Aim of the task -> Rewrite every line of the listing below as a two-column Markdown table. Put the sequential row number under Row and the line's text under Line, and leave out blank lines.

Records provided ->
+++++
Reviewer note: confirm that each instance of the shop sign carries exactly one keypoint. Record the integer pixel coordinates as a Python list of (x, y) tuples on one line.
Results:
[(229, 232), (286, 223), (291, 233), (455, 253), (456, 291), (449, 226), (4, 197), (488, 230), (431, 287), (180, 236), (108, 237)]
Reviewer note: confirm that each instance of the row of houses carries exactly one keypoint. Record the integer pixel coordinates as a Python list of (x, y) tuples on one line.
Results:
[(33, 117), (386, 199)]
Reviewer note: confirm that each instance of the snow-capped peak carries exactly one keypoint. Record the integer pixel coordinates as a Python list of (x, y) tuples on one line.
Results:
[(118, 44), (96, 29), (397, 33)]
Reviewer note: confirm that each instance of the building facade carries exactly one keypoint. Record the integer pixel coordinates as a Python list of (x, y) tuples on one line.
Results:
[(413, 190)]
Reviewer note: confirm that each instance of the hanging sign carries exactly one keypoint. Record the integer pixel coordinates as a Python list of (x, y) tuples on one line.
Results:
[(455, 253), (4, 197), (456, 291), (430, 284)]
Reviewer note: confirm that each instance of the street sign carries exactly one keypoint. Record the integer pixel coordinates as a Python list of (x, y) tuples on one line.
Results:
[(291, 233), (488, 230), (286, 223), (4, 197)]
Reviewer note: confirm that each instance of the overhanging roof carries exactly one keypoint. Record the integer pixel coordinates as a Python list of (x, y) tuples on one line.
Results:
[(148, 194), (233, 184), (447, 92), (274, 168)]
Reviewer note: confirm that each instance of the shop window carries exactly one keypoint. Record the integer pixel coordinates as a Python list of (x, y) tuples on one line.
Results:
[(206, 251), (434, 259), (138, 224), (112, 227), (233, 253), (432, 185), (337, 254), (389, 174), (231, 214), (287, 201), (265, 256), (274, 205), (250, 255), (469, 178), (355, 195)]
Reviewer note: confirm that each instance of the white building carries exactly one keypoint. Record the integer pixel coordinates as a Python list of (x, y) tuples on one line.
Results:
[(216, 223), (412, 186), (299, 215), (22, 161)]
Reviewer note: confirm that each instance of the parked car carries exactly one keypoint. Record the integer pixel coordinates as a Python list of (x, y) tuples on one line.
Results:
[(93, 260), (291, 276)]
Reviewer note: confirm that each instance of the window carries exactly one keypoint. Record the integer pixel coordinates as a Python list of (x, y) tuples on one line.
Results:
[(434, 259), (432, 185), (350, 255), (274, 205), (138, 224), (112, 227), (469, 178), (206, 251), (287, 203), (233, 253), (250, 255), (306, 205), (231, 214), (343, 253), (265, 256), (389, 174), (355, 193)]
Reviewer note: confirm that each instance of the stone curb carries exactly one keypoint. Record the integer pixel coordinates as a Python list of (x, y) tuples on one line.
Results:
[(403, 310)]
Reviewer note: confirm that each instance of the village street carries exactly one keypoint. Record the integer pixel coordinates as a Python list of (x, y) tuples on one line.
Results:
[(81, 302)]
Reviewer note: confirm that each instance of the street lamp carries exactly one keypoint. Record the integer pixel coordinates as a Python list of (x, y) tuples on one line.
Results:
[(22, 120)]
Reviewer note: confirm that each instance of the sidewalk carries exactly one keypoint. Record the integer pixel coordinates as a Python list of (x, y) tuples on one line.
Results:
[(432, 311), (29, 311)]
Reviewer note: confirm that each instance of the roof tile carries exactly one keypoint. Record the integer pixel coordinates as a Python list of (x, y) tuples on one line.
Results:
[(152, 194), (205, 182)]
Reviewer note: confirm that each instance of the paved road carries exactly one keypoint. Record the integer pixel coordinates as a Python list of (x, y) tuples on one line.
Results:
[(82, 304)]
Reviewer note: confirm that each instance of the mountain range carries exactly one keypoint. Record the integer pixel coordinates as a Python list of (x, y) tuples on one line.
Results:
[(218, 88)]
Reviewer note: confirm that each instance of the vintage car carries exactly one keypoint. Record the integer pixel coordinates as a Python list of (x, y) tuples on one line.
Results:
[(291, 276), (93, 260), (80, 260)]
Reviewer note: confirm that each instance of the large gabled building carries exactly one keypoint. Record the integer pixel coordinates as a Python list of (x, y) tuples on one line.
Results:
+++++
Task answer ->
| Row | Line |
|---|---|
| 1 | Reviewer note: confirm that each instance of the shop sign carries exactly one keypoint. Record the integer pixel coordinates as a Python list of (x, y) tuples on one line. |
| 2 | Results: |
| 3 | [(229, 232), (286, 223), (291, 233), (455, 253), (456, 291), (449, 226), (4, 197), (488, 230), (431, 287), (180, 236), (108, 237)] |
| 4 | Reviewer note: confirm that each instance of the row of houses carries exactly one keypoint. Record the integer pixel coordinates as a Python list of (x, y) tuples on one line. |
| 5 | Results: |
| 6 | [(33, 117), (386, 199)] |
| 7 | Reviewer note: confirm that each instance of the snow-capped peak carries exactly one keypoint. Record the integer pixel coordinates as a Python list of (x, y) tuples on one line. |
| 8 | Results: |
| 9 | [(118, 44), (96, 29), (397, 33)] |
| 10 | Reviewer note: confirm that each instance of the building facade carries exactly one keypoint. Record the integer pixel coordinates as a Python list of (x, y) tuples on one line. |
| 11 | Results: |
| 12 | [(413, 190)] |
| 13 | Reviewer note: confirm that each instance of the hanging sign carries exactly one keypoint. Record the integer pixel coordinates as a Python list of (x, y) tuples on one line. |
| 14 | Results: |
| 15 | [(455, 253), (4, 197), (456, 291), (430, 284)] |
| 16 | Reviewer note: confirm that each instance of the street sign carries exactly one keypoint. Record the integer pixel coordinates as a Python list of (x, y) tuples on one line. |
| 17 | Results: |
| 18 | [(291, 233), (488, 230), (286, 223), (4, 197)] |
| 19 | Reviewer note: confirm that each instance of the overhanging roof carries exactly one keypoint. Record the integer pixel coordinates as a Python list of (x, y) tuples on one line. |
| 20 | Results: |
| 21 | [(148, 194), (233, 184), (447, 92), (274, 168)] |
| 22 | Reviewer note: confirm that each instance of the shop window carries exactly one keypoint. Record the integer pixel coordinates as a Python list of (x, y) tuples on one line. |
| 23 | Results: |
| 24 | [(206, 251), (434, 259), (138, 224), (112, 227), (233, 253), (432, 185), (337, 254), (389, 174), (231, 214), (287, 201), (265, 256), (274, 205), (250, 255), (469, 178), (355, 195)] |
| 25 | Reviewer note: confirm that each instance of the white building carries exactly one keypoint. Record the integer pixel coordinates as a Python list of (x, y) tuples on one line. |
| 26 | Results: |
| 27 | [(216, 223), (412, 186), (299, 215), (22, 161)] |
| 28 | Reviewer note: confirm that each instance of the parked car carries exactly one keypoint. Record the integer pixel coordinates as a Python list of (x, y) tuples on one line. |
| 29 | Results: |
| 30 | [(93, 260), (291, 276)] |
| 31 | Reviewer note: confirm that each instance of the window carries exactly one keypoint. Record the integer pixel coordinates as a Python list of (x, y) tuples on one line. |
| 32 | Results: |
| 33 | [(434, 259), (432, 185), (350, 255), (274, 205), (138, 224), (112, 227), (469, 178), (206, 251), (287, 203), (233, 253), (250, 255), (306, 205), (231, 214), (343, 253), (265, 256), (389, 174), (355, 193)] |
| 34 | Reviewer note: confirm that each instance of the stone curb carries exactly one keypoint. Record the integer pixel coordinates as a Python list of (x, y) tuples on one line. |
| 35 | Results: |
| 36 | [(403, 310)] |
| 37 | Reviewer note: confirm that each instance of the village street carries exactly one keypoint. Record the integer pixel coordinates as a Python list of (x, y) tuples on one line. |
| 38 | Results: |
| 39 | [(81, 302)] |
| 40 | Reviewer note: confirm that each instance of the street lamp carries exactly one keypoint. Record the integer pixel coordinates as a Python list of (x, y) tuples on one line. |
| 41 | Results: |
| 42 | [(22, 120)] |
| 43 | Reviewer note: confirm that each instance of the sidewalk carries exactly one keypoint. Record the integer pixel coordinates as a Python list of (x, y) tuples on one line. |
| 44 | Results: |
| 45 | [(432, 311), (29, 311)] |
| 46 | Reviewer note: confirm that each instance of the roof tile carries exactly one keypoint. Record the integer pixel coordinates as a Python list of (x, y) tuples on one line. |
| 47 | Results: |
| 48 | [(152, 194), (205, 182)] |
| 49 | Reviewer note: confirm that each instance of the paved road carries exactly one keypoint. Record the integer pixel coordinates as a Python list of (x, y) tuples on one line. |
| 50 | Results: |
| 51 | [(82, 304)] |
| 52 | Reviewer note: confirm that each instance of the mountain range carries exactly one keypoint. Record the integer pixel coordinates as a Python list of (x, y) tuples on one line. |
| 53 | Results: |
| 54 | [(218, 88)] |
| 55 | Reviewer note: confirm that each instance of the vintage car carries exactly one keypoint. Record the integer pixel coordinates as a Python list of (x, y) tuples on one line. |
| 56 | Results: |
| 57 | [(291, 276), (93, 260), (80, 260)] |
| 58 | Reviewer note: confirm that each instance of the large gabled building carries exactly one keypoint. Record the integer pixel coordinates as a Python list of (x, y) tuples on one line. |
| 59 | Results: |